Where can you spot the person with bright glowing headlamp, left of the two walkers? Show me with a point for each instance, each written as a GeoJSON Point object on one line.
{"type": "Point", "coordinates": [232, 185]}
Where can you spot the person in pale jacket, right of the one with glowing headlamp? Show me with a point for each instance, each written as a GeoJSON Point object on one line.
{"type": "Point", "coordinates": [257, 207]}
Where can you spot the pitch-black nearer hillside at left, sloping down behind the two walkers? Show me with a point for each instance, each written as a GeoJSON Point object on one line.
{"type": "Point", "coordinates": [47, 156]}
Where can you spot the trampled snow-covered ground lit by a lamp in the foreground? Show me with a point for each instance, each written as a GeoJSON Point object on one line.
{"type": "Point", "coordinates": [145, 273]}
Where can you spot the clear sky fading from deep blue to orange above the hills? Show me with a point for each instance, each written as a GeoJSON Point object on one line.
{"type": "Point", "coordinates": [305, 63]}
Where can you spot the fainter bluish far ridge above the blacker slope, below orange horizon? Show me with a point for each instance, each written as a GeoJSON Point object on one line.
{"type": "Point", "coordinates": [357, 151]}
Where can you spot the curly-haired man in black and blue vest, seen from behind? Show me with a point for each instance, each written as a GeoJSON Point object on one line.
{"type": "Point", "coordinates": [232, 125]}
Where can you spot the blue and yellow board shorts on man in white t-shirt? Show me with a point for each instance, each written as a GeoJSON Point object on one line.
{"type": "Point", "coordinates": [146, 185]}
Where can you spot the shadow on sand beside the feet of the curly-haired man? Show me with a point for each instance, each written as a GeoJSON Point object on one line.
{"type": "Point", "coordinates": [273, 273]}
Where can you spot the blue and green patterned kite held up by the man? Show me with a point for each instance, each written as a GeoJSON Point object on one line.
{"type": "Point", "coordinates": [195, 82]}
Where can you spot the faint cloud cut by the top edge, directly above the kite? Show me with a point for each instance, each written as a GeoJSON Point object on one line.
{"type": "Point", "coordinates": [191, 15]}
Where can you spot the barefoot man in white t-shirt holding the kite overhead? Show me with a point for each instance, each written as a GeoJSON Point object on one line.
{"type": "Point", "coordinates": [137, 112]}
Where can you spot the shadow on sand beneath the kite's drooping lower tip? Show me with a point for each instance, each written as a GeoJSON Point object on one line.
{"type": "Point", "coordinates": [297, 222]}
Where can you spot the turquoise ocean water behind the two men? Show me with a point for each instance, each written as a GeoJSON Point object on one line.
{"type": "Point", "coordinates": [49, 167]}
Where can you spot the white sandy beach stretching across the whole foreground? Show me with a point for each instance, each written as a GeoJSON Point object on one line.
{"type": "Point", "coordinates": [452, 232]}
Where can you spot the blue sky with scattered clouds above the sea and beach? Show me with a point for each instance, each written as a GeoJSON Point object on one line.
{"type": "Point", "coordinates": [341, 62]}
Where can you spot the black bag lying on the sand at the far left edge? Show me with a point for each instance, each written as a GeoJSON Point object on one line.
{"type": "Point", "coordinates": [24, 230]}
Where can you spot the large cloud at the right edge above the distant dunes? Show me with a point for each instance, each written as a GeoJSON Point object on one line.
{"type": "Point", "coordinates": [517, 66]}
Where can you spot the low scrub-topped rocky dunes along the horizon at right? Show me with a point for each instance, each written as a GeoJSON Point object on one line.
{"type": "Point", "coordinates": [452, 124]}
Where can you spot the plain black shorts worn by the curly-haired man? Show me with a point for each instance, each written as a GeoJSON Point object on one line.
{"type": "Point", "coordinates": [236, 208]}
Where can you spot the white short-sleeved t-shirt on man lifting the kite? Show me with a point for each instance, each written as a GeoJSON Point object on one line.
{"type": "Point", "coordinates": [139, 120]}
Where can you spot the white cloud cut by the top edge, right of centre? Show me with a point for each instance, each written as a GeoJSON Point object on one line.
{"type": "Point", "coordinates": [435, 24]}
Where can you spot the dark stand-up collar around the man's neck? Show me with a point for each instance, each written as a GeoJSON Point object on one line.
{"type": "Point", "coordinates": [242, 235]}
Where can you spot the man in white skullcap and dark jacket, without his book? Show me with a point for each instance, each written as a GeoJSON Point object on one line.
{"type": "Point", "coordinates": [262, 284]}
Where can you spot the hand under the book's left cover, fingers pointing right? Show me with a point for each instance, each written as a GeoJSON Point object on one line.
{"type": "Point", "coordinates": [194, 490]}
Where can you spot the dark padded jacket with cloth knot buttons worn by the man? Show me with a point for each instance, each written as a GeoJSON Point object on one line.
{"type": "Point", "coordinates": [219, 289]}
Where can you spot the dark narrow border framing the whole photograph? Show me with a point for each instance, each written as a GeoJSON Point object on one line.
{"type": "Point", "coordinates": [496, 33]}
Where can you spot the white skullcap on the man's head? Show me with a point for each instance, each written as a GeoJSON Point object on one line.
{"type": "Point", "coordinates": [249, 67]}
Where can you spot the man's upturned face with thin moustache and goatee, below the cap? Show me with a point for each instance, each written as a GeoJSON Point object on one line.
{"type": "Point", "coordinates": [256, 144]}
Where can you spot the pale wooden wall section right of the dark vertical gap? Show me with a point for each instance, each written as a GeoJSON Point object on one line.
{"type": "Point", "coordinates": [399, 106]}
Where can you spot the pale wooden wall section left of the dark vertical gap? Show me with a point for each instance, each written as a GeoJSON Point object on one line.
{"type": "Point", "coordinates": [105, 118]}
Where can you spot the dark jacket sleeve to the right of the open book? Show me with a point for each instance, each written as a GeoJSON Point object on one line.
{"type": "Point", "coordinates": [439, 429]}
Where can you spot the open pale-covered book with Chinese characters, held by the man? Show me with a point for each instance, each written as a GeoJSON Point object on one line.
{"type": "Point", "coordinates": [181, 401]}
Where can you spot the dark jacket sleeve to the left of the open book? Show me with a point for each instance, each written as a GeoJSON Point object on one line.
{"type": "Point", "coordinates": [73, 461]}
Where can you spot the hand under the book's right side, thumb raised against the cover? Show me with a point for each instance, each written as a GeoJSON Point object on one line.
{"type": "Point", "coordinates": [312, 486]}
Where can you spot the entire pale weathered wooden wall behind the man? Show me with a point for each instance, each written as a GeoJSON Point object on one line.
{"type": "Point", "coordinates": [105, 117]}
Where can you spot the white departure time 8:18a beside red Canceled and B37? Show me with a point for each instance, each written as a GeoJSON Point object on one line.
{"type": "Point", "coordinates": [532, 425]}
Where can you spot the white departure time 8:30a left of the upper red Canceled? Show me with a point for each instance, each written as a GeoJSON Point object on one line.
::::::::::
§ Task requirements: Give back the entire listing above, matching every line exactly.

§ Problem solution:
Where can you spot the person with bright glowing headlamp, left of the two walkers? Show me with a point for each instance, each written as a GeoJSON Point object on one line.
{"type": "Point", "coordinates": [232, 185]}
Where can you spot the person in pale jacket, right of the one with glowing headlamp? Show me with a point for each instance, each written as a GeoJSON Point object on one line.
{"type": "Point", "coordinates": [257, 207]}
Where can you spot the pitch-black nearer hillside at left, sloping down behind the two walkers? Show me with a point for each instance, each written as a GeoJSON Point object on one line.
{"type": "Point", "coordinates": [47, 156]}
Where can you spot the trampled snow-covered ground lit by a lamp in the foreground? Show me with a point for each instance, each written as a GeoJSON Point object on one line.
{"type": "Point", "coordinates": [145, 273]}
Where can you spot the clear sky fading from deep blue to orange above the hills? Show me with a point for each instance, each written as a GeoJSON Point object on one line.
{"type": "Point", "coordinates": [305, 63]}
Where can you spot the fainter bluish far ridge above the blacker slope, below orange horizon? Show me with a point for each instance, each written as a GeoJSON Point object on one line.
{"type": "Point", "coordinates": [357, 151]}
Where can you spot the curly-haired man in black and blue vest, seen from behind? Show me with a point for each instance, each written as a GeoJSON Point object on one line.
{"type": "Point", "coordinates": [232, 125]}
Where can you spot the blue and yellow board shorts on man in white t-shirt? Show me with a point for each instance, each written as a GeoJSON Point object on one line.
{"type": "Point", "coordinates": [146, 185]}
Where can you spot the shadow on sand beside the feet of the curly-haired man? Show me with a point for each instance, each written as a GeoJSON Point object on one line.
{"type": "Point", "coordinates": [273, 273]}
Where can you spot the blue and green patterned kite held up by the man? Show me with a point for each instance, each written as a GeoJSON Point object on one line.
{"type": "Point", "coordinates": [195, 82]}
Where can you spot the faint cloud cut by the top edge, directly above the kite? Show me with a point for each instance, each written as a GeoJSON Point object on one line.
{"type": "Point", "coordinates": [191, 15]}
Where can you spot the barefoot man in white t-shirt holding the kite overhead? Show me with a point for each instance, each written as a GeoJSON Point object on one line.
{"type": "Point", "coordinates": [137, 112]}
Where can you spot the shadow on sand beneath the kite's drooping lower tip? Show me with a point for each instance, each written as a GeoJSON Point object on one line.
{"type": "Point", "coordinates": [297, 222]}
Where can you spot the turquoise ocean water behind the two men? Show me with a point for each instance, each written as a GeoJSON Point object on one line.
{"type": "Point", "coordinates": [49, 167]}
Where can you spot the white sandy beach stretching across the whole foreground? Show me with a point for each instance, each written as a GeoJSON Point object on one line.
{"type": "Point", "coordinates": [452, 232]}
Where can you spot the blue sky with scattered clouds above the sea and beach? Show me with a point for each instance, each written as a GeoJSON Point object on one line.
{"type": "Point", "coordinates": [341, 62]}
Where can you spot the black bag lying on the sand at the far left edge? Show me with a point for each instance, each written as a GeoJSON Point object on one line.
{"type": "Point", "coordinates": [24, 230]}
Where can you spot the large cloud at the right edge above the distant dunes? Show me with a point for each instance, each written as a GeoJSON Point object on one line.
{"type": "Point", "coordinates": [517, 66]}
Where can you spot the low scrub-topped rocky dunes along the horizon at right? Show me with a point for each instance, each written as a GeoJSON Point object on one line.
{"type": "Point", "coordinates": [452, 124]}
Where can you spot the plain black shorts worn by the curly-haired man? Show me with a point for each instance, each written as a GeoJSON Point object on one line.
{"type": "Point", "coordinates": [236, 208]}
Where can you spot the white short-sleeved t-shirt on man lifting the kite? Show me with a point for each instance, each written as a GeoJSON Point object on one line.
{"type": "Point", "coordinates": [139, 120]}
Where can you spot the white cloud cut by the top edge, right of centre? Show me with a point for each instance, each written as a GeoJSON Point object on one line.
{"type": "Point", "coordinates": [435, 24]}
Where can you spot the dark stand-up collar around the man's neck? Show me with a point for each instance, each written as a GeoJSON Point object on one line.
{"type": "Point", "coordinates": [242, 235]}
Where can you spot the man in white skullcap and dark jacket, without his book? Show me with a point for each instance, each written as a GeoJSON Point object on one line.
{"type": "Point", "coordinates": [262, 284]}
Where can you spot the hand under the book's left cover, fingers pointing right? Show me with a point for each instance, each written as a GeoJSON Point object on one line.
{"type": "Point", "coordinates": [194, 490]}
Where can you spot the dark padded jacket with cloth knot buttons worn by the man? Show me with a point for each instance, each written as a GeoJSON Point object on one line.
{"type": "Point", "coordinates": [219, 289]}
Where can you spot the dark narrow border framing the whole photograph? Show me with a point for each instance, each written as a GeoJSON Point object on one line.
{"type": "Point", "coordinates": [496, 33]}
Where can you spot the white skullcap on the man's head? Show me with a point for each instance, each written as a GeoJSON Point object on one line.
{"type": "Point", "coordinates": [249, 67]}
Where can you spot the man's upturned face with thin moustache and goatee, below the cap? Show me with a point for each instance, each written as a GeoJSON Point object on one line.
{"type": "Point", "coordinates": [256, 144]}
Where can you spot the pale wooden wall section right of the dark vertical gap? Show me with a point for each instance, each written as a GeoJSON Point object on one line.
{"type": "Point", "coordinates": [399, 106]}
Where can you spot the pale wooden wall section left of the dark vertical gap? Show me with a point for each instance, each written as a GeoJSON Point object on one line.
{"type": "Point", "coordinates": [105, 118]}
Where can you spot the dark jacket sleeve to the right of the open book? Show me with a point for each instance, each written as a GeoJSON Point object on one line.
{"type": "Point", "coordinates": [439, 429]}
Where can you spot the open pale-covered book with Chinese characters, held by the man? Show me with a point for each instance, each written as a GeoJSON Point object on one line.
{"type": "Point", "coordinates": [181, 401]}
Where can you spot the dark jacket sleeve to the left of the open book? Show me with a point for each instance, each written as a GeoJSON Point object on one line.
{"type": "Point", "coordinates": [73, 461]}
Where can you spot the hand under the book's right side, thumb raised against the cover? Show me with a point for each instance, each written as a GeoJSON Point object on one line.
{"type": "Point", "coordinates": [312, 486]}
Where can you spot the entire pale weathered wooden wall behind the man? Show me with a point for each instance, each written as a GeoJSON Point object on one line.
{"type": "Point", "coordinates": [105, 117]}
Where can you spot the white departure time 8:18a beside red Canceled and B37? Show me with a point for each instance, each written as a GeoJSON Point object on one line.
{"type": "Point", "coordinates": [532, 425]}
Where can you spot the white departure time 8:30a left of the upper red Canceled? Show me with a point for each instance, each written as a GeoJSON Point object on one line.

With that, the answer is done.